» **What the task requires**
Even where a record seems odd, copy it exactly as it appears below.
** Opening Given entries block **
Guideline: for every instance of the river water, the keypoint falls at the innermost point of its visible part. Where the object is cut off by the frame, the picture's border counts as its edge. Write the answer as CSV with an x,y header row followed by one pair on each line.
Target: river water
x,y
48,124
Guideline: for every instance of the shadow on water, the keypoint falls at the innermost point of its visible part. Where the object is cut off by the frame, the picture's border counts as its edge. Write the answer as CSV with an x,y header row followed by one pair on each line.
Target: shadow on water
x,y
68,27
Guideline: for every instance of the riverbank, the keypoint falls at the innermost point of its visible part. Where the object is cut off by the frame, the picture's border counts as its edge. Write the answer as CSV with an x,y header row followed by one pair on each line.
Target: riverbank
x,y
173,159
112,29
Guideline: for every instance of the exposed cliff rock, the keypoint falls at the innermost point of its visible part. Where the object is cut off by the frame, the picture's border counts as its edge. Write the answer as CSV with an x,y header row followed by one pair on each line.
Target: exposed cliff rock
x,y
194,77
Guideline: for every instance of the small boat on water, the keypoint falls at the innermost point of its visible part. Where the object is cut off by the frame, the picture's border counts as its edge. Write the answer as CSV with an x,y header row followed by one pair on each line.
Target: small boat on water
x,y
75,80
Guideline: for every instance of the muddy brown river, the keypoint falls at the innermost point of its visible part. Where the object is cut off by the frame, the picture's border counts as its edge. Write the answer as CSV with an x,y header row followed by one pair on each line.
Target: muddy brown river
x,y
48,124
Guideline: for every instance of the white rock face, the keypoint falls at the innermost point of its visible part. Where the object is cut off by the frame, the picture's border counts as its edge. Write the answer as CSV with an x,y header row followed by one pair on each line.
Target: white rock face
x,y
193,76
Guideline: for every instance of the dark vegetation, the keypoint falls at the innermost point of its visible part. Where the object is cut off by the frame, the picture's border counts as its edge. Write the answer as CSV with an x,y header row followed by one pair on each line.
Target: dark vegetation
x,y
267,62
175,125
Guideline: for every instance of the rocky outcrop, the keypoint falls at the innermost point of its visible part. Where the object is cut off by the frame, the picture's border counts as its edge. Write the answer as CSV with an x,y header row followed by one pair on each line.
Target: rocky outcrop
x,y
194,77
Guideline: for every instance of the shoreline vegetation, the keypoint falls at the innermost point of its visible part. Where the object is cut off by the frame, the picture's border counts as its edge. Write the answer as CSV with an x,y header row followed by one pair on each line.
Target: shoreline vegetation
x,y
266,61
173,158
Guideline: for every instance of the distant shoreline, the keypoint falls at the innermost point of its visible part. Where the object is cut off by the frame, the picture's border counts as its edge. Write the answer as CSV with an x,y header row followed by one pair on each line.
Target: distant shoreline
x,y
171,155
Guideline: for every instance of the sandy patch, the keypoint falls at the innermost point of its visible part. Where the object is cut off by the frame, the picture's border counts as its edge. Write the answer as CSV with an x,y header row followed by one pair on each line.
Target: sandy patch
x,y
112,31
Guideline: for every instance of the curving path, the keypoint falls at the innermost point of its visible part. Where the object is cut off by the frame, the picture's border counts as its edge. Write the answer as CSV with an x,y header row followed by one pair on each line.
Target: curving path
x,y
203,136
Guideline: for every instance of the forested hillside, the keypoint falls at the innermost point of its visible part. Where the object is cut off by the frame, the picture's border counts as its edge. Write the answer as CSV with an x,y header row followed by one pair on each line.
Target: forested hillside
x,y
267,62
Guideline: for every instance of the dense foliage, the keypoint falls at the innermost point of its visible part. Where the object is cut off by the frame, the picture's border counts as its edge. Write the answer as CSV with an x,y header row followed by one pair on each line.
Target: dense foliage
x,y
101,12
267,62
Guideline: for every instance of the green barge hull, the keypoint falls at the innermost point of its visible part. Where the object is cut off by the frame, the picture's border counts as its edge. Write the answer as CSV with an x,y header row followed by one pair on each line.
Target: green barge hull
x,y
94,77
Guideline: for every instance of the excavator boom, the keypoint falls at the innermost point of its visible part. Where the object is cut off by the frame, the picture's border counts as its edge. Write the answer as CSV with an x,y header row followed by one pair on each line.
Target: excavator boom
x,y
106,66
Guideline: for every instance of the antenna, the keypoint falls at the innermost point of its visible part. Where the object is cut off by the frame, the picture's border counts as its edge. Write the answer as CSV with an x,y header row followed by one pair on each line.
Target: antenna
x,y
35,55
** Closing Given entries block **
» **Result for this task**
Guideline: for every instance of the river water, the keypoint falls at the innermost point of its visible part. Where the object is cut off by the frame, the picture's border counts as its edge. Write the answer as CSV with an x,y header row followed by one pair on each line.
Target: river water
x,y
48,124
Guideline: for every instance of the shadow on water, the keypoint falls at the innermost point of its visible part. Where the object is cut off by the frame, the picture's border counts as its edge. Write the answer as CSV with an x,y header row followed by one pair on each line.
Target: shadow on water
x,y
68,27
Guideline: for every instance of the riverbank, the keypoint falls at the innermost point of its visible part. Where the object is cut off by the frame, the picture's border counts as its edge. Write the answer as CSV with an x,y header row followed by one pair on each line.
Target: riverbank
x,y
173,159
112,29
Guideline: for every instance of the exposed cliff rock, the keypoint falls at the innermost point of its visible part. Where the object is cut off by the frame, the picture's border counts as its edge. Write the answer as CSV with an x,y header row followed by one pair on each line.
Target: exposed cliff rock
x,y
194,77
Guideline: for every instance of the small boat on water, the keypoint falls at the innermost point of its visible part. Where the object is cut off by the frame, the picture's border counts as its edge. Write the answer as CSV with an x,y header row followed by one pair on each line.
Target: small boat on water
x,y
75,80
Guideline: for every instance of the muddy brown river, the keypoint falls at the innermost point of its visible part. Where the object is cut off by the frame, the picture's border counts as its edge. Write the answer as CSV with an x,y header row followed by one pair on each line.
Target: muddy brown river
x,y
48,124
Guideline: for every instance of the white rock face, the keypoint falls at the innermost point of its visible part. Where the object is cut off by the frame, the picture's border counts as its edge. Write the answer as CSV with an x,y header row followed by one pair on each line.
Target: white rock face
x,y
193,76
Guideline: for every instance of the dark vegetation, the keypoint falls at the innermost point of its visible part. Where the object is cut off by the frame, the picture's border counts as its edge. Write the answer as CSV with an x,y header row followed by one pair on each line.
Target: dark vegetation
x,y
267,62
175,125
Guideline: for every instance of the rocky outcrop, the keypoint falls at the innermost point of its visible part. Where the object is cut off by the frame, the picture's border counts as its edge. Write the answer as CSV with an x,y header row followed by one pair on each line.
Target: rocky outcrop
x,y
194,77
Guideline: for every instance of the shoreline vegetation, the keypoint falls at the innermost point of its visible part. Where the object is cut off by the frame, the picture's border counts as its edge. Write the answer as CSV with an x,y header row followed by one pair on each line.
Target: shoreline vegetation
x,y
266,61
173,158
Guideline: for every instance of the distant shoreline, the keypoint falls at the innermost point of its visible part. Where the object is cut off by the frame, the picture's border counts as its edge. Write the answer as CSV with an x,y header row followed by one pair on each line.
Target: distant shoreline
x,y
171,155
Guideline: for every instance of the sandy patch, the keypoint falls at the innermost point of its visible part. Where the object is cut off by the frame, the picture's border counts as its edge. Write the answer as CSV with an x,y header row followed by one pair on each line.
Target: sandy patch
x,y
112,31
Guideline: for every instance of the curving path, the keypoint falls at the innermost point of its visible part. Where the object is cut off by the frame, the picture's border counts as its edge. Write the answer as CSV with an x,y header row followed by one pair on each line.
Target: curving path
x,y
203,136
Guideline: for every instance of the forested hillside, the keypoint falls at the innermost point of its visible part. Where the object is cut off by the frame, the picture's border counts as its edge. Write the answer as CSV with an x,y header row followed by one pair on each line.
Target: forested hillside
x,y
267,62
Guideline: for every instance of the dense foliage, the keypoint falls at the innermost point of its visible part. Where the object is cut off by the frame, the picture's border counts as its edge. Write the answer as CSV with an x,y header row followed by one pair on each line.
Target: dense foliage
x,y
101,12
267,62
Guideline: for every instance of the green barge hull, the keypoint falls at the innermost point of its visible part. Where the object is cut off by the frame, the picture's border counts as its edge. Write the answer as CSV with an x,y header row followed by one pair on each line.
Target: green barge hull
x,y
94,77
Guideline: for every instance of the excavator boom, the keypoint falls at the innermost point of its visible part. Where the object is cut off by the frame, the picture's border counts as its edge. Write the answer as CSV with an x,y header row followed by one pair on each line.
Target: excavator boom
x,y
106,66
Guideline: for every instance of the antenna, the keypoint falls at the innermost point of its visible part. Where the object is cut off by the frame, the picture's border counts as its edge. Write the answer as CSV with an x,y header row followed by one pair on each line.
Target: antenna
x,y
35,55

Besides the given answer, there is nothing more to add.